===== Excerpt provided =====

Click here to view the Video: Their Story Yukio & Mitsuko Kawamoto

Source: http://www.utsandiego.com/news/2012/may/19/wwii-japanese-americans-in-san-diego/


6/6/12

Repealing Support of WW II Japanese internment


L.A. County Board repeals support of WWII Japanese internment
By Michael Martinez, CNN
updated 6:00 PM EDT, Wed June 6, 2012
Los Angeles (CNN) -- The Los Angeles County Board of Supervisors on Wednesday unanimously repealed a resolution made seven decades ago supporting the internment of Japanese Americans shortly after Japan's Pearl Harbor attacks, which led the United States to enter World War II.
     The five-member board heard emotional testimony from Japanese-Americans who were incarcerated in the internment camps or whose parents were placed in the camps.
     They recounted the racial hysteria of the era.
     Donald Nose, president of the Go For Broke National Education Center, a nonprofit group dedicated to Japanese-American civil liberties issues during WWII, said, "To this day, my uncle and mother still have nightmares about the incarceration process."
     Los Angeles County Supervisor Mark Ridley-Thomas introduced the motion Wednesday to void the board's 1942 endorsement of the barbed-wired camps.

===== Extracted records =====

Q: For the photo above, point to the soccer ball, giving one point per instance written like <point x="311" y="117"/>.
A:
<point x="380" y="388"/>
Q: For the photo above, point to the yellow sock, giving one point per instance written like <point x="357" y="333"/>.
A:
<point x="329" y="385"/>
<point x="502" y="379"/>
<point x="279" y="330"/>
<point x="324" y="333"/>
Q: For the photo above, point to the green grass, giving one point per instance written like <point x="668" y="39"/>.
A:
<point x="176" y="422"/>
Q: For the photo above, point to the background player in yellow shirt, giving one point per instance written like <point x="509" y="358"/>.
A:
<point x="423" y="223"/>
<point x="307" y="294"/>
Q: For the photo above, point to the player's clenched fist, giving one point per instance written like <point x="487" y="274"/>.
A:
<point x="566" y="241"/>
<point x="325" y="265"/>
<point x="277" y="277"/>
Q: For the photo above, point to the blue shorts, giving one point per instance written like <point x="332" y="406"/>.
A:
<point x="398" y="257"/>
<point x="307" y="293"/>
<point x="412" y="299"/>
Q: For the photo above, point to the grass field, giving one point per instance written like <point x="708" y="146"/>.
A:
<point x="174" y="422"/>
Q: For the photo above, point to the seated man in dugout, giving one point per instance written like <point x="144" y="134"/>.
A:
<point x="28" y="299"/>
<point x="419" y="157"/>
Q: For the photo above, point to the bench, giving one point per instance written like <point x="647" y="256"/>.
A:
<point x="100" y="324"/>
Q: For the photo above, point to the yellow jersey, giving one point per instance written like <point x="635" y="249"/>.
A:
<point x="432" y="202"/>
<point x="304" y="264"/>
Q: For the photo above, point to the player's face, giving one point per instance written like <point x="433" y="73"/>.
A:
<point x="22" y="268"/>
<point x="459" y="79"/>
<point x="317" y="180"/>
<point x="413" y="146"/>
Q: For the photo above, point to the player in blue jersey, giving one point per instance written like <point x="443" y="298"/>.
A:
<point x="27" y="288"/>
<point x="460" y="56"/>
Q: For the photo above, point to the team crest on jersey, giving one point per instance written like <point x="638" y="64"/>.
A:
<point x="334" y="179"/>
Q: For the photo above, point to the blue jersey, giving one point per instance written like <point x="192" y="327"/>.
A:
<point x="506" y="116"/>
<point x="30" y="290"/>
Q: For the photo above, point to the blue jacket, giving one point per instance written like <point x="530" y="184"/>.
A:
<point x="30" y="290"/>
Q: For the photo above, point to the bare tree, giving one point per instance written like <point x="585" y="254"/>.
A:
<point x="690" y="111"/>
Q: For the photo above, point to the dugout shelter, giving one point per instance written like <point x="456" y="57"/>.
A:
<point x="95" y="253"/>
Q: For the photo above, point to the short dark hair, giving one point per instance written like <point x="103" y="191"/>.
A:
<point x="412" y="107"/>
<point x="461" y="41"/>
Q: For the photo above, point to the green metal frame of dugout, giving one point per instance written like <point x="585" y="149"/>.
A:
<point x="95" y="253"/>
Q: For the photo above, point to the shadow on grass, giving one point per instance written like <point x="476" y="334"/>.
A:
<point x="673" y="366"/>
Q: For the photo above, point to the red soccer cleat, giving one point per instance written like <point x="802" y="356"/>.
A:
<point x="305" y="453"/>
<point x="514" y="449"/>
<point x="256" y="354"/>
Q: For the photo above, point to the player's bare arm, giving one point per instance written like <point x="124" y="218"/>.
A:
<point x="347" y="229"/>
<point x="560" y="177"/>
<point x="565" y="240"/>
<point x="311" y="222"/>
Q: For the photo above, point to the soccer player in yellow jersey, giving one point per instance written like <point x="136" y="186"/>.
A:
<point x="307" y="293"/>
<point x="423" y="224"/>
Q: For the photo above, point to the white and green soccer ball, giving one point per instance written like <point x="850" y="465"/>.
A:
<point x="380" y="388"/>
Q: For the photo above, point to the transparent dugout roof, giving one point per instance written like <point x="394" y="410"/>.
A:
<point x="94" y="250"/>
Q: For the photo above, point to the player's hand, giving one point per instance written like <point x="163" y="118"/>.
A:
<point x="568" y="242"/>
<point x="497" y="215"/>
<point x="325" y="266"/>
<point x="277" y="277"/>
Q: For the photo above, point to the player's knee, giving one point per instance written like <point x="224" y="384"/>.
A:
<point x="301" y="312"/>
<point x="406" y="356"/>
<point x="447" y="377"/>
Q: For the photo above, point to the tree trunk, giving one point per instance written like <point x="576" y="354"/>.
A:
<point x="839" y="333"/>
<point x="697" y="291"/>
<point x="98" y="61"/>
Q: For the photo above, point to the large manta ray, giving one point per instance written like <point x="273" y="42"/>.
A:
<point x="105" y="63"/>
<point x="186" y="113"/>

=====

* _Stated exercise_:
Return the part of the news article on the Los Angeles County internment repeal from "L.A. County Board" to "of the era.", copied word for word.

* _Expected answer_:
L.A. County Board repeals support of WWII Japanese internment
By Michael Martinez, CNN
updated 6:00 PM EDT, Wed June 6, 2012
Los Angeles (CNN) -- The Los Angeles County Board of Supervisors on Wednesday unanimously repealed a resolution made seven decades ago supporting the internment of Japanese Americans shortly after Japan's Pearl Harbor attacks, which led the United States to enter World War II.
     The five-member board heard emotional testimony from Japanese-Americans who were incarcerated in the internment camps or whose parents were placed in the camps.
     They recounted the racial hysteria of the era.